(Given data)
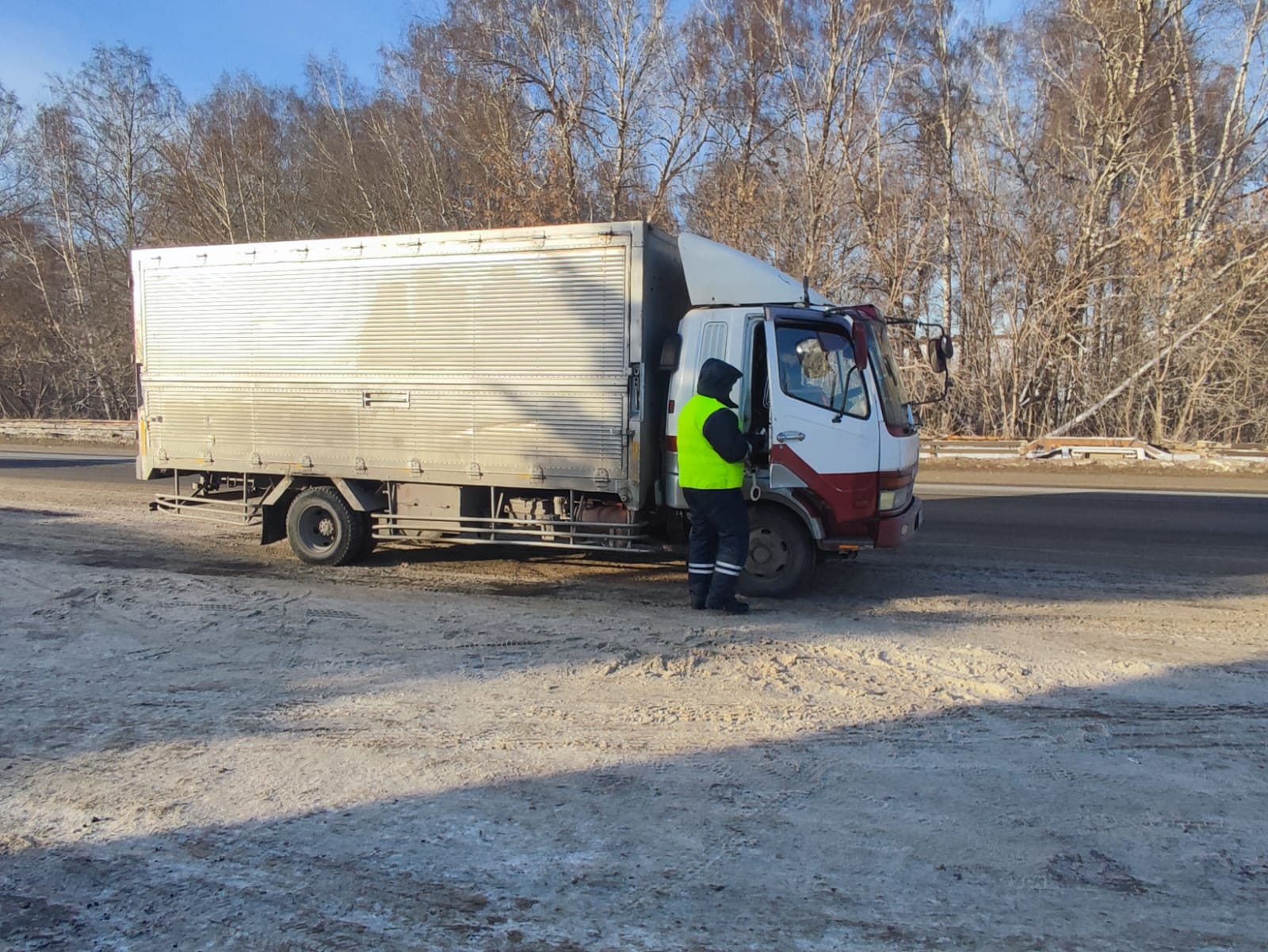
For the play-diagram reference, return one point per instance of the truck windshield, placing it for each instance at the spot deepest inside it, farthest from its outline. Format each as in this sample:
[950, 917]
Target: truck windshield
[893, 397]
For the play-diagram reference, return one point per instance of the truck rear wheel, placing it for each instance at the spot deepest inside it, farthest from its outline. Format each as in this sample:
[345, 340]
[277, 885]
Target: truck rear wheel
[323, 528]
[780, 554]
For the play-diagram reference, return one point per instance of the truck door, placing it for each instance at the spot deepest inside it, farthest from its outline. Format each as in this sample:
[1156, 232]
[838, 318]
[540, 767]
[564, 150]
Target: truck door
[824, 434]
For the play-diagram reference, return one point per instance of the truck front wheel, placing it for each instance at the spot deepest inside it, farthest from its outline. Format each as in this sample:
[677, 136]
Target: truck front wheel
[780, 554]
[323, 528]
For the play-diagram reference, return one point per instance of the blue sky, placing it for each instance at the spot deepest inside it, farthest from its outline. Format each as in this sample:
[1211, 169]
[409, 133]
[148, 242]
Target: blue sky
[194, 44]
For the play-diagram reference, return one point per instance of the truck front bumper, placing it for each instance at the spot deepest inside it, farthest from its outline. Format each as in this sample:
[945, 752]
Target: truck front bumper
[896, 530]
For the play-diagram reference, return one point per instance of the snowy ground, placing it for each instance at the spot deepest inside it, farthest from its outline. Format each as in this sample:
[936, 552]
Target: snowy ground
[204, 744]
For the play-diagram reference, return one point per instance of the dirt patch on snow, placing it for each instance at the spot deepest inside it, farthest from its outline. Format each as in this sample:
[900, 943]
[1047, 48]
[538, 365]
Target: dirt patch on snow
[204, 744]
(End Given data)
Assigned task
All lines in the preceding records that hold the word "reference" need to be copied.

Written answer
For the play-diagram reference, return one point per instance of the truck windshield, placing it for each instance at the spot deepest inside it, farthest from its outline. Format each as in this sample:
For the play-diagram reference, return one point per instance of the truck rear wheel, placing it for each instance at the spot deepest inside it, farthest from its outline. Format each as in this sample:
For the play-diagram reference, return one point per instance of the truck door, placing it for each instance at the spot deepest inside it, farthest from its outline. Format each as in this sample:
For the play-diagram reference, return one point per instance of the truck front wheel, placing it for each instance at the spot deepest inside it, farthest from its outline. Format each as in this sample:
For the play-diagram reference, return one point per instance of the blue sky, placing it for each instance at the spot deepest inside it, farthest from its outline. Format each as in this sample:
For the play-diagram reference, return one point per instance of the truck front bumper, placing it for each instance at the spot deepest inside it, farthest from its outline. Format each as in this sample:
For the play-diagram reference, return one point per instance of the snowy ground, placing it for each instance at the spot deepest inside it, farthest from its outline. Format each as in this sample:
For the play-diagram reference, return one point per instance of the dirt patch on snow, placing it for each instance at the spot deepest inside it, farthest from its outline. Format each as in this sample:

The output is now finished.